REQUIRED TASK A: According to the BitZoom page, why does the method rank property similarity above topology? Answer in one to three sentences.

BitZoom

Deterministic property-similarity layout with hierarchical bit-shift aggregation.

Live demo · Scroll to zoom · Drag to pan · Click to select

The Problem

Classical graph layout (force-directed, spectral) optimizes for topological fidelity: connected nodes should be near each other. For property graphs, this is often wrong. Semantically similar nodes frequently share no edge. Two ransomware samples may never connect, but they should be near each other.

BitZoom inverts the priority: property similarity first, topology second. Proximity means "these nodes have similar properties," not "these nodes are connected."

BitZoom started as a side project: melker.sh (a terminal UI framework for document-based apps) needed a fast graph layout that clusters by properties rather than connectivity. No existing algorithm did this well, so we built one.

TL;DR — The Pipeline in 30 Seconds

Each node's properties (labels, categories, numeric fields) are broken into short string tokens. Those tokens are hashed through MinHash to produce a fixed-size signature per property group — a compact fingerprint where similar nodes naturally share more hash values. Each signature is then projected onto a 2D point using Gaussian random vectors, so similarity in property space becomes proximity on the canvas.

Multiple property groups (e.g., platform, kill chain, version) each produce their own 2D coordinate. A weighted blend merges them into a single position, with an optional topology term (alpha) that pulls connected nodes closer. The blended coordinates are quantized onto a 16-bit integer grid using Gaussian CDF normalization, which spreads nodes evenly while preserving relative distances.

Zoom levels come free: shifting grid coordinates right by one bit halves the resolution, collapsing nearby nodes into aggregate "supernodes." This gives you 14 stable, hierarchical zoom levels — from full overview down to individual nodes — with no re-layout at any step.

[Records of labeled points]

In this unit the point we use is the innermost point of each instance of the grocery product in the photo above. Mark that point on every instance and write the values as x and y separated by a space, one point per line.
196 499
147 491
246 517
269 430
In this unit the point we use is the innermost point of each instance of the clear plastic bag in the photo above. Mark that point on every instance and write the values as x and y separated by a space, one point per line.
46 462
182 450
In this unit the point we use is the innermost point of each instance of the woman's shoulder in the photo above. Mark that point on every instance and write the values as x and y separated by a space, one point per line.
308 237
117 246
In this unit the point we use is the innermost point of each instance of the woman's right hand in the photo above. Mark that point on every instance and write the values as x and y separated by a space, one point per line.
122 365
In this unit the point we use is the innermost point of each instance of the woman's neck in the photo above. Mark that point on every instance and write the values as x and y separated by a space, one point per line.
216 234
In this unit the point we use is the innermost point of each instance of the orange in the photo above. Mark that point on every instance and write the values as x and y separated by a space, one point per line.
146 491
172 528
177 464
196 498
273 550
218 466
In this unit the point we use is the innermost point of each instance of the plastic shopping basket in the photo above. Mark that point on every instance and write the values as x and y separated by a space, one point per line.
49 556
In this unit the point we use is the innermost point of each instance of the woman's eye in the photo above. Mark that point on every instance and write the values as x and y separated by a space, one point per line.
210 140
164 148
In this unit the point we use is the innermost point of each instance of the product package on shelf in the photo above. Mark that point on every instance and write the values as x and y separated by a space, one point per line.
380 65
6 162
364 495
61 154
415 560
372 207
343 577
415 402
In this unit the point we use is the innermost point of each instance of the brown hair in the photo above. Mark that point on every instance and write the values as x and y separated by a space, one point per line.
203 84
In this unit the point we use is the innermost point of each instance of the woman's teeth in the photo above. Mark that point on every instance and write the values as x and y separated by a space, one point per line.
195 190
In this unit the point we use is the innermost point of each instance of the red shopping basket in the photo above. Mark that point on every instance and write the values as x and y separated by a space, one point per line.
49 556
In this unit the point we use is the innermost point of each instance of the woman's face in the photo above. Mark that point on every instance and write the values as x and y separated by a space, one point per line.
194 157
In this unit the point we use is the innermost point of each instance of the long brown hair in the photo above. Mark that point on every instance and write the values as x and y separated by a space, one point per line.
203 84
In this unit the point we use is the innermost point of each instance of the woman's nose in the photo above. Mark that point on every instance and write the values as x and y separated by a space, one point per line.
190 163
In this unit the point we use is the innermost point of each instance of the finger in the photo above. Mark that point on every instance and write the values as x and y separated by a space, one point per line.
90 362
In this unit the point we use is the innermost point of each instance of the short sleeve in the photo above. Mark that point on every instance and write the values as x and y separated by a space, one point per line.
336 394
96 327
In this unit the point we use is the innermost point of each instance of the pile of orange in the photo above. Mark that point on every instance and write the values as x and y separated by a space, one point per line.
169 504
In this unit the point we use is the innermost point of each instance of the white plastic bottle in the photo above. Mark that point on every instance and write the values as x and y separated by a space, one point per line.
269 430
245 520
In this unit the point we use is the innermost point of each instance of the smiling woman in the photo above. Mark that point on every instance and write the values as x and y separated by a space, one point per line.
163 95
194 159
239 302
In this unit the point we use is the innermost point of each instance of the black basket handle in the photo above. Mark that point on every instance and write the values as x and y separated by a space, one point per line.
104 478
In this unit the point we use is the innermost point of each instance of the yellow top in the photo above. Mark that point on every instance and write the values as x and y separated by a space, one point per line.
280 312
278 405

REQUIRED TASK B: Identify every line of the listing that contains the string "shopping", and copy each such line. Case counts.

REPLY A: Classical layouts place connected nodes near each other, but in property graphs semantically similar nodes frequently share no edge. Two ransomware samples, for example, may never connect yet should still sit near each other, so BitZoom makes proximity mean similar properties rather than connection.

REPLY B:
In this unit the point we use is the innermost point of each instance of the plastic shopping basket in the photo above. Mark that point on every instance and write the values as x and y separated by a space, one point per line.
In this unit the point we use is the innermost point of each instance of the red shopping basket in the photo above. Mark that point on every instance and write the values as x and y separated by a space, one point per line.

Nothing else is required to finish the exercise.